# What you have to do
Every line of the data below is to be retyped exactly.

# Given records

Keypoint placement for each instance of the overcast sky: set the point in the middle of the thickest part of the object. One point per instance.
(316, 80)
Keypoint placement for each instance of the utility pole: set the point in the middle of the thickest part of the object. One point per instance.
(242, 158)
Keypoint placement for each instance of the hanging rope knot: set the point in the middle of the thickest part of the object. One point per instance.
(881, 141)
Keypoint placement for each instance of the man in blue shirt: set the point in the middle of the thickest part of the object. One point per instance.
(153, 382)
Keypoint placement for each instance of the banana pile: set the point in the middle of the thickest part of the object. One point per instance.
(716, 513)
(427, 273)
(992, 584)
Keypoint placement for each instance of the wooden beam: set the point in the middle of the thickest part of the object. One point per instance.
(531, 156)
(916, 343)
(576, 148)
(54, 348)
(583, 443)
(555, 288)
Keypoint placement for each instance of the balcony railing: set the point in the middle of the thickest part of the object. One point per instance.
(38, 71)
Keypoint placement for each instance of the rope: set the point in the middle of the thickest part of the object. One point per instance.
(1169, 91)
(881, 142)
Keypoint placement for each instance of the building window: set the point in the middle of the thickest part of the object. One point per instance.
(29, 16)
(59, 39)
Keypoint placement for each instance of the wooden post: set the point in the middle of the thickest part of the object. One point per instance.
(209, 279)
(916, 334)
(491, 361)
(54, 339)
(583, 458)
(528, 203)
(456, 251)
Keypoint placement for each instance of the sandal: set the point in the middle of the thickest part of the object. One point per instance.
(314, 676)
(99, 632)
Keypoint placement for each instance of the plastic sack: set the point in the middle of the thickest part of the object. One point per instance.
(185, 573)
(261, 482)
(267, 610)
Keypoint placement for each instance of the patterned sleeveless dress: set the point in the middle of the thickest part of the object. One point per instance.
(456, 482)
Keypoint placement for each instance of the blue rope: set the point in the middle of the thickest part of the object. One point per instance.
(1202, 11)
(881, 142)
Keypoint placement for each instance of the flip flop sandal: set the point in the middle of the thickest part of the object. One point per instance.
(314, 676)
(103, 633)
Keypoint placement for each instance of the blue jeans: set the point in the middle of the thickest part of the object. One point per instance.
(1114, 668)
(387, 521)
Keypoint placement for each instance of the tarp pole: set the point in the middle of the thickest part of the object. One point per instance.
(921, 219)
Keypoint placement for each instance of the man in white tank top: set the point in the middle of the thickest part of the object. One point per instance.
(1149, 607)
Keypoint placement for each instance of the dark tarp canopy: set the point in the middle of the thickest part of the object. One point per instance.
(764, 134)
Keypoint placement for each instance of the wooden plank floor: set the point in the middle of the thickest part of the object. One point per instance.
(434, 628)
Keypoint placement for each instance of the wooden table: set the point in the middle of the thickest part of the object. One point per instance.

# Problem solution
Keypoint placement for each instance of the overcast sky: set the point in the middle of the thickest part of the object. One point per instance.
(316, 80)
Keypoint placement for each instance of the utility pole: set the point in the middle of the thickest part of the object. One point per instance.
(242, 158)
Keypoint placement for each instance of the hanging rope knot: set the point in the middle of the thickest part of the object. One point per instance.
(881, 141)
Keypoint placement for each instance of the man in blue shirt: set the point in the middle of the thickest part of the object. One point per instance.
(153, 382)
Keypoint placement for each instance of the banana pile: set the point in the middle of the thickest part of the object. One point per instance.
(716, 513)
(427, 273)
(992, 584)
Keypoint placement for each instance of the wooden beam: set the point in the middle of the thickest part of the object. One point per instance.
(531, 156)
(916, 343)
(576, 148)
(54, 348)
(583, 443)
(555, 288)
Keypoint placement for each instance of the balcony railing: set the point in the middle of the thickest part of the object. One point per instance.
(38, 71)
Keypoint placement for each instance of the rope: set the point in the middle of the thickest part of the object. One point per instance.
(1169, 91)
(881, 142)
Keypoint placement for each instance of the building window: set the point in the middle of the thickest part of the object. One point per instance.
(29, 16)
(59, 39)
Keypoint placement for each instance of the wooden post: set the point in the middle of the thickest part of the object. One point per instance.
(209, 279)
(916, 334)
(491, 361)
(54, 339)
(583, 458)
(528, 203)
(456, 251)
Keypoint placement for each instance of the sandal: set the point in the middle of the thickest part of the object. One point per instance.
(314, 676)
(99, 632)
Keypoint placement for each instance of the plastic sack: set the point in the middle of the thickest part of the object. One point per instance.
(185, 573)
(261, 482)
(267, 610)
Keypoint placement for each instance of the patterned sleeveless dress: set the point in the middle of the thickest part of the object. One point per instance.
(456, 482)
Keypoint placement for each instance of the blue rope: set the point in the middle of the thickest part of the object. One point per instance.
(1202, 11)
(881, 142)
Keypoint placement for each instance of the flip flop sandal: set the point in the middle of the thickest part of the object. One point per instance.
(314, 676)
(103, 633)
Keypoint placement for each instance of the blue jeans: set the point in the middle of the thickest part of the object. One point per instance.
(1114, 668)
(387, 521)
Keypoint placement for each instance of the tarp pole: set the point in the middle of the thickest part of the object. One point per instance.
(921, 219)
Keypoint placement for each instance of the man in white tank top: set the point in the middle of the thickest part of the object. One point per instance.
(1149, 607)
Keypoint placement for each instance of the dark tarp canopy: set the point in the middle of the thickest part of the object. One point per instance.
(764, 134)
Keypoint placement for each instance of the wooden plank floor: set the point in the middle of the thickest part of the object. One point per instance.
(434, 628)
Keypoint placement for each instance of the wooden table: set the point in the middle of the thickest part of the object. One point per instance.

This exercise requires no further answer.